Stored entries
-----
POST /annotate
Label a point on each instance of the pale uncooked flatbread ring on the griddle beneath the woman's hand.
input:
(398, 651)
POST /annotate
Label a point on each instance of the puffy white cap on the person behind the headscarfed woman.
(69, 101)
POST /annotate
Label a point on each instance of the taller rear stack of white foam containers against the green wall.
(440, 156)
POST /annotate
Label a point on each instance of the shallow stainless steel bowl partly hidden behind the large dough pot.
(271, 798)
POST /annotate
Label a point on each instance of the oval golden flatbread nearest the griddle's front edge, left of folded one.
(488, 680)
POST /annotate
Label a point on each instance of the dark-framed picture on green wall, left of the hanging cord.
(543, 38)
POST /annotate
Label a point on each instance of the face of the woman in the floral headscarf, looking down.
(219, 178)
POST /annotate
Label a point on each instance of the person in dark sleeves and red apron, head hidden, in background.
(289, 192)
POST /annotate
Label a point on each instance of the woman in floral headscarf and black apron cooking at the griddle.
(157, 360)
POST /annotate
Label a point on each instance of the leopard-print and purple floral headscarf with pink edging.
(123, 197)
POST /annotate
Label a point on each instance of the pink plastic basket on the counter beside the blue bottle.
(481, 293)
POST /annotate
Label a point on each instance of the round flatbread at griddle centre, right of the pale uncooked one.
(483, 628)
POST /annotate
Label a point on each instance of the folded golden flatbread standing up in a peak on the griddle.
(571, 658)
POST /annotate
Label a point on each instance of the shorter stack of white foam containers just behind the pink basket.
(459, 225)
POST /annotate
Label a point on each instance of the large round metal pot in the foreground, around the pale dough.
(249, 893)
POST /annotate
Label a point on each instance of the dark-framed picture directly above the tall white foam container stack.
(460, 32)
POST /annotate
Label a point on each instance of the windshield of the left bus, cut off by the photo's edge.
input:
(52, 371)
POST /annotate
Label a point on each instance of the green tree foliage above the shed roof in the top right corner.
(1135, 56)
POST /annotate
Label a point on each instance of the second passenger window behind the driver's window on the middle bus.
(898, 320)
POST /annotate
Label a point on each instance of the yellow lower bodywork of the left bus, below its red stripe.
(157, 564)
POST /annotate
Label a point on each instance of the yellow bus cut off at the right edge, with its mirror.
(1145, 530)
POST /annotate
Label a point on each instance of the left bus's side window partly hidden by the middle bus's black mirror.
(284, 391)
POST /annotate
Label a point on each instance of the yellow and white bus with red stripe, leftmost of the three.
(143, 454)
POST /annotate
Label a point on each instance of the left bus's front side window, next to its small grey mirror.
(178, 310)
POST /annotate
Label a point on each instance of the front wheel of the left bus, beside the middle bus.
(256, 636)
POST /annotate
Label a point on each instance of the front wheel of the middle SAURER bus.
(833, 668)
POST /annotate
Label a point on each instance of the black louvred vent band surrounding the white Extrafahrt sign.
-----
→ **AIM OF THE TASK**
All of the records above should be repeated exactly.

→ **RESPONSE FOR THIS EXERCISE**
POST /annotate
Label a point on each instance of the pale uncooked flatbread ring on the griddle beneath the woman's hand.
input:
(398, 651)
POST /annotate
Label a point on each instance of the puffy white cap on the person behind the headscarfed woman.
(69, 101)
POST /annotate
Label a point on each instance of the taller rear stack of white foam containers against the green wall.
(440, 156)
POST /annotate
Label a point on each instance of the shallow stainless steel bowl partly hidden behind the large dough pot.
(271, 798)
POST /annotate
Label a point on each instance of the oval golden flatbread nearest the griddle's front edge, left of folded one.
(488, 680)
POST /annotate
Label a point on each instance of the dark-framed picture on green wall, left of the hanging cord.
(543, 38)
POST /annotate
Label a point on each instance of the face of the woman in the floral headscarf, looking down.
(219, 178)
POST /annotate
Label a point on each instance of the person in dark sleeves and red apron, head hidden, in background.
(289, 192)
POST /annotate
Label a point on each instance of the woman in floral headscarf and black apron cooking at the griddle.
(157, 360)
POST /annotate
Label a point on each instance of the leopard-print and purple floral headscarf with pink edging.
(123, 197)
POST /annotate
Label a point on each instance of the pink plastic basket on the counter beside the blue bottle.
(481, 293)
POST /annotate
Label a point on each instance of the round flatbread at griddle centre, right of the pale uncooked one.
(483, 628)
POST /annotate
Label a point on each instance of the folded golden flatbread standing up in a peak on the griddle.
(571, 658)
POST /annotate
Label a point on each instance of the shorter stack of white foam containers just behind the pink basket.
(459, 225)
POST /annotate
Label a point on each instance of the large round metal pot in the foreground, around the pale dough.
(249, 893)
POST /annotate
Label a point on each instance of the dark-framed picture directly above the tall white foam container stack.
(460, 32)
POST /annotate
Label a point on each instance of the windshield of the left bus, cut off by the photo's edge.
input:
(52, 371)
POST /annotate
Label a point on each instance of the green tree foliage above the shed roof in the top right corner.
(1135, 56)
POST /annotate
Label a point on each instance of the second passenger window behind the driver's window on the middle bus.
(898, 320)
POST /annotate
Label a point on each instance of the yellow lower bodywork of the left bus, below its red stripe.
(157, 564)
POST /annotate
Label a point on each instance of the yellow bus cut off at the right edge, with its mirror.
(1145, 530)
POST /annotate
Label a point on each instance of the left bus's side window partly hidden by the middle bus's black mirror.
(284, 391)
POST /annotate
Label a point on each instance of the yellow and white bus with red stripe, leftmost of the three.
(143, 454)
POST /annotate
Label a point on each instance of the left bus's front side window, next to its small grey mirror.
(178, 310)
POST /annotate
Label a point on each instance of the front wheel of the left bus, beside the middle bus.
(256, 636)
POST /annotate
Label a point on each instance of the front wheel of the middle SAURER bus.
(833, 668)
POST /annotate
Label a point on each instance of the black louvred vent band surrounding the white Extrafahrt sign.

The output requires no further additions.